[Image-grounded pointing data]
---------------

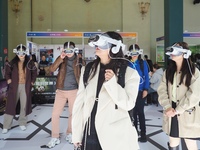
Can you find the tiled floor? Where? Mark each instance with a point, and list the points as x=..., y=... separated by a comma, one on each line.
x=38, y=131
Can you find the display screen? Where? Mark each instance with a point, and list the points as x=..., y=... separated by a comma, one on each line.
x=44, y=87
x=3, y=94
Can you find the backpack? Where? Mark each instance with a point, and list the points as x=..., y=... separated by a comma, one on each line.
x=121, y=81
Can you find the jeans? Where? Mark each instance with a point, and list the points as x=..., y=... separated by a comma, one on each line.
x=138, y=113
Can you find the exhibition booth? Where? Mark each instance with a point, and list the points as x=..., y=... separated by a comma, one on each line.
x=44, y=87
x=192, y=38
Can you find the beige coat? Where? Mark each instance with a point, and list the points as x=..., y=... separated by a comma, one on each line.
x=188, y=105
x=114, y=128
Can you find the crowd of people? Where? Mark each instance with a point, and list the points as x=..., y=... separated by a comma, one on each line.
x=106, y=97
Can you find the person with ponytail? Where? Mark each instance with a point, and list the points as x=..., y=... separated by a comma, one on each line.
x=20, y=74
x=100, y=118
x=179, y=96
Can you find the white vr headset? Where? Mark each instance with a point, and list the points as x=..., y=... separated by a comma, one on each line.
x=105, y=42
x=21, y=51
x=177, y=51
x=71, y=49
x=134, y=52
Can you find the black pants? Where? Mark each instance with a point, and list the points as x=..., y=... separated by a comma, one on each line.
x=138, y=112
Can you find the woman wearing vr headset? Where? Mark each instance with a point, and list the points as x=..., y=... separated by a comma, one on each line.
x=100, y=118
x=142, y=69
x=67, y=86
x=20, y=74
x=179, y=96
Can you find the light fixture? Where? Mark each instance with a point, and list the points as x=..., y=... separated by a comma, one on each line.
x=143, y=7
x=16, y=6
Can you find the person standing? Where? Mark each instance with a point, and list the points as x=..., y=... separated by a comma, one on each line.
x=20, y=74
x=100, y=118
x=149, y=62
x=67, y=86
x=42, y=65
x=142, y=69
x=179, y=96
x=33, y=58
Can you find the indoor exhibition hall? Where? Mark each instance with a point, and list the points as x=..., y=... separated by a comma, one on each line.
x=45, y=97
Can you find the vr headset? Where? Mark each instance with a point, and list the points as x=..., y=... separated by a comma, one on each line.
x=177, y=51
x=71, y=49
x=134, y=52
x=21, y=50
x=105, y=42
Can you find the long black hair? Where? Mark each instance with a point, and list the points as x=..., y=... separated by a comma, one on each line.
x=116, y=59
x=187, y=65
x=16, y=59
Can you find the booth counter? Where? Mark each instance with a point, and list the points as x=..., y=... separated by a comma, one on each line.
x=44, y=90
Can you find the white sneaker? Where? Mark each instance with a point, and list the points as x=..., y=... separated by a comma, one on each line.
x=69, y=138
x=53, y=142
x=4, y=131
x=23, y=128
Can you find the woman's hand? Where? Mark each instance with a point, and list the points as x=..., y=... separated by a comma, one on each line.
x=170, y=112
x=144, y=93
x=63, y=54
x=108, y=74
x=77, y=145
x=9, y=81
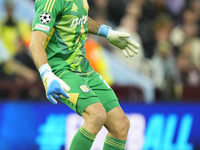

---------------

Repeat each line of the records exactly, dropping the pictures.

Can you find the tiled floor? Where? Mark each instance with a point, and list the points as x=..., y=... separated by a comma, one on each line.
x=38, y=131
Can you find the display screen? Where? Mark each instance with a point, and list the points as x=..., y=... separated by a comma, one on each line.
x=44, y=87
x=3, y=94
Can you find the backpack? Where? Mark each instance with a point, and list the points as x=..., y=... separated by a comma, one on each line.
x=121, y=81
Can you find the jeans? Where? Mark each instance with a point, and list the points as x=..., y=... separated by a comma, one on each line.
x=138, y=113
Can you find the exhibition booth? Where? Mark each instance with a point, and list the points as x=..., y=... separated by a comma, one on each line.
x=44, y=87
x=192, y=38
Can you find the beige coat? Where? Mark each instance with a point, and list the points as x=..., y=... separated by a comma, one on each line.
x=188, y=105
x=114, y=128
Can you find the crowd of people? Where? Mark each instance with a point, and list the points as x=..., y=... separated by a comma, one on each line.
x=106, y=97
Can you find the person with ponytail? Where? Mark each instance with a point, and list the points as x=..., y=... separated by a comma, one on each line.
x=20, y=74
x=100, y=118
x=179, y=96
Can you find the white vr headset? Where? Mark each instance with a point, and list the points as x=..., y=... separated by a comma, one on each line.
x=105, y=42
x=21, y=51
x=177, y=51
x=71, y=49
x=134, y=52
Can you find the black pants? Where? Mark each instance with a point, and list the points as x=..., y=... separated by a comma, one on each line.
x=138, y=112
Can you find the woman wearing vr headset? Where? Mark each instance with a point, and list the points as x=..., y=... separated by a comma, one on each line.
x=100, y=118
x=142, y=69
x=67, y=86
x=20, y=74
x=179, y=96
Can you find the light fixture? Where? Mark each instance with a point, and list the points as x=..., y=... separated by a comma, one on each line.
x=143, y=7
x=16, y=6
Can you find the person standing? Where? Mark each instance with a point, and list the points as x=..., y=... separated by a comma, one on each line.
x=20, y=74
x=100, y=118
x=149, y=62
x=67, y=86
x=42, y=65
x=142, y=69
x=179, y=96
x=33, y=58
Can you find the indoor exhibition hall? Where? Mark each instance with a point, and list the points as x=..., y=... separated by a comma, one on each line.
x=45, y=97
Can you find the vr headset? Where? Mark each instance with a point, and list the points as x=..., y=... separated by a comma, one on each line.
x=177, y=51
x=71, y=49
x=134, y=52
x=21, y=50
x=105, y=42
Can you find the long black hair? Where? Mark each instance with a point, and list the points as x=..., y=... separated by a comma, one on each line.
x=116, y=59
x=187, y=65
x=16, y=59
Can you find the booth counter? Where? Mark each instance with a point, and list the points as x=..., y=... separated by a comma, one on each line.
x=44, y=90
Can you find the white sneaker? Where? Mark each instance with a point, and list the points as x=..., y=... separated by a comma, one on each line.
x=69, y=138
x=53, y=142
x=4, y=131
x=23, y=128
Can you find the woman's hand? Where? Mark each instance with a point, and list the points as x=..., y=... separated by a comma, one on each line.
x=170, y=112
x=144, y=93
x=63, y=54
x=108, y=74
x=77, y=145
x=9, y=81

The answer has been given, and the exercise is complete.